Exercise details.
Rewrite every one of the lines below, putting "image" wherever "photograph" appears and changing nothing else. Leave the pictures out of your answer.

++++ Entries supplied ++++

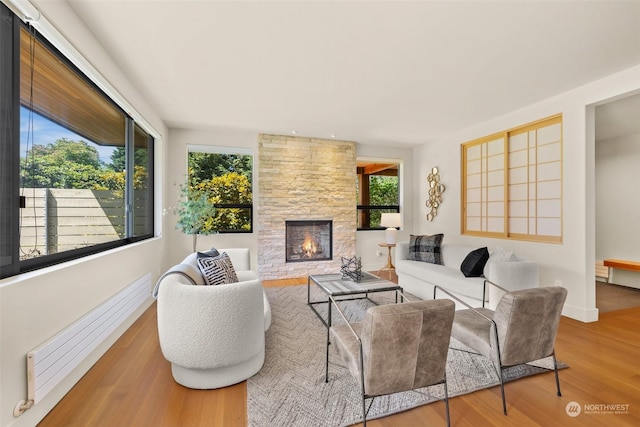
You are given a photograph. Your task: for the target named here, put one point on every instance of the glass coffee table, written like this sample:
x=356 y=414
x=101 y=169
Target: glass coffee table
x=337 y=289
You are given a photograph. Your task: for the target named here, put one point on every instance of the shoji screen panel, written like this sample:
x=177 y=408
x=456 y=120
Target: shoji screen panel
x=535 y=181
x=484 y=186
x=512 y=183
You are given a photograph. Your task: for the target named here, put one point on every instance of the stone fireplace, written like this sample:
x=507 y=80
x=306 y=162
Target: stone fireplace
x=308 y=240
x=304 y=179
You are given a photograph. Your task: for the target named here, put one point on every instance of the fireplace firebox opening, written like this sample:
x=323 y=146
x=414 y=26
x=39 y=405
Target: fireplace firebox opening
x=309 y=240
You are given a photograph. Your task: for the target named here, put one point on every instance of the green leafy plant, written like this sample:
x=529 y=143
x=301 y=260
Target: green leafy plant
x=195 y=213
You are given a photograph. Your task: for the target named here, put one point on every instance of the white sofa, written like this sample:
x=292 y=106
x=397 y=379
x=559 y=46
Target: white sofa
x=212 y=335
x=503 y=268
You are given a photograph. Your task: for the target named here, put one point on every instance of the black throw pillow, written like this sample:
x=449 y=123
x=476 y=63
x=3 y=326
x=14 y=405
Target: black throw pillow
x=473 y=264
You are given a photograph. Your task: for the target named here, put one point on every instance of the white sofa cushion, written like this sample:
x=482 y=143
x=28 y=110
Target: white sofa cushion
x=449 y=278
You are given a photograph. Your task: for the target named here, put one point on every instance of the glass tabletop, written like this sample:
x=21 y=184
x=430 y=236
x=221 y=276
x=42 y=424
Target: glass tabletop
x=335 y=285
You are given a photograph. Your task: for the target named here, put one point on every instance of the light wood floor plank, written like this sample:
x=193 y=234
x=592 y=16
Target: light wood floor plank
x=132 y=385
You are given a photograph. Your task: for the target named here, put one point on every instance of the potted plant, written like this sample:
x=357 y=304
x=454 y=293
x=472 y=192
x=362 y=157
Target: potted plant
x=195 y=213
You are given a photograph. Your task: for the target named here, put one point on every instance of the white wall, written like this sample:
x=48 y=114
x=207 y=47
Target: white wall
x=37 y=305
x=572 y=262
x=618 y=203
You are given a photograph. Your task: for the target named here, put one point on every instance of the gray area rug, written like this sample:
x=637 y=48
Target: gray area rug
x=290 y=389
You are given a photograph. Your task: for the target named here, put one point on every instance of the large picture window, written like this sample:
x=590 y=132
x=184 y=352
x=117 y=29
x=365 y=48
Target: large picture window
x=78 y=170
x=378 y=191
x=225 y=176
x=513 y=183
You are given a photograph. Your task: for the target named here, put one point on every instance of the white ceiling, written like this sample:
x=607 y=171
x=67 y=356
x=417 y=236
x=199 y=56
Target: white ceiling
x=373 y=72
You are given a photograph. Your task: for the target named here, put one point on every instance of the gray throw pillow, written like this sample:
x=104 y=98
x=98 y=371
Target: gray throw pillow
x=217 y=270
x=210 y=253
x=426 y=248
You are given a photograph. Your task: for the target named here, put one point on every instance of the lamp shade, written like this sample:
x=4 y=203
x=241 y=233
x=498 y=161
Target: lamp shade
x=391 y=220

++++

The answer.
You are given a image. Your task: for the target named here, put one point on every instance of the glass coffee table, written like this sample:
x=356 y=414
x=101 y=169
Target: glass coffee table
x=337 y=289
You are given a image. Your task: for the target named here, put one point on every instance of the shoji screen panel, written like this sample:
x=177 y=408
x=456 y=120
Target: shoji screen panel
x=535 y=181
x=484 y=186
x=512 y=183
You are given a image. Your task: for the target named here, put one point on every instance of the stone fireplace, written like this sample:
x=507 y=80
x=306 y=162
Target: stone fireplace
x=308 y=240
x=304 y=179
You are given a image. Your task: for the target named here, put one point on every instance of the fireplace firebox opening, written like this sample:
x=323 y=146
x=414 y=26
x=39 y=405
Target: fireplace firebox opening
x=309 y=240
You are given a image. Your task: for the target named here, put one point on every instance of the green leafy plant, written like this sample:
x=529 y=143
x=301 y=260
Target: green leafy plant
x=195 y=213
You are given a image. Your task: for the target named here, put one point on every instance of the white sofa, written like this sample:
x=292 y=106
x=397 y=379
x=559 y=46
Target: white sofa
x=212 y=335
x=503 y=268
You are given a image. Your task: for the target named here, put one point on every instance of the black throw pillow, written like this sample:
x=449 y=123
x=476 y=63
x=3 y=326
x=14 y=405
Target: black throw pillow
x=473 y=264
You are given a image. Your task: for the target named here, put one point on every instance of the white sofa cushion, written like this sample:
x=482 y=143
x=28 y=110
Target: white sofa cushion
x=449 y=278
You are given a image. Your task: for the target named here, put one point on every instance of the glass tabletop, written like this sample:
x=21 y=184
x=430 y=236
x=221 y=276
x=42 y=424
Target: glass tabletop
x=335 y=285
You are given a image. Your task: for the target named here, put one point on every instance of the light wood floor plank, written like this sample:
x=193 y=234
x=592 y=16
Target: light wood floor plank
x=132 y=385
You are given a image. Your task: for the target named here, put one point on every instance of the potted plant, written like this sample:
x=357 y=304
x=454 y=293
x=472 y=192
x=362 y=157
Target: potted plant
x=195 y=213
You are given a image. Your task: for the target named here, put one point on every instance of the white wall, written like this sample:
x=48 y=114
x=207 y=47
Target: white wall
x=37 y=305
x=572 y=262
x=618 y=203
You are given a image. Your task: for the target named here, put one point on every instance of the gray area rug, written like this sample:
x=637 y=48
Target: gray area rug
x=290 y=389
You are given a image. Your task: for the target named here, put one point on every instance of the large picture window, written like this sample:
x=590 y=132
x=184 y=352
x=117 y=29
x=365 y=48
Target: large picture window
x=78 y=170
x=378 y=191
x=225 y=176
x=513 y=183
You are given a image. Your task: for the target named here, put one point on every instance of the white ceiling, written like this sample:
x=607 y=171
x=67 y=356
x=417 y=236
x=199 y=56
Target: white ceiling
x=373 y=72
You are given a image. Your task: for the target named here, put one point on every instance of the gray throw pillow, written like this sample:
x=104 y=98
x=98 y=371
Target: gray throw pillow
x=217 y=270
x=210 y=253
x=426 y=248
You are given a image. Your task: for the target named here, put one point on every instance of the lamp shade, written like this sample:
x=4 y=203
x=241 y=233
x=498 y=161
Target: lamp shade
x=391 y=220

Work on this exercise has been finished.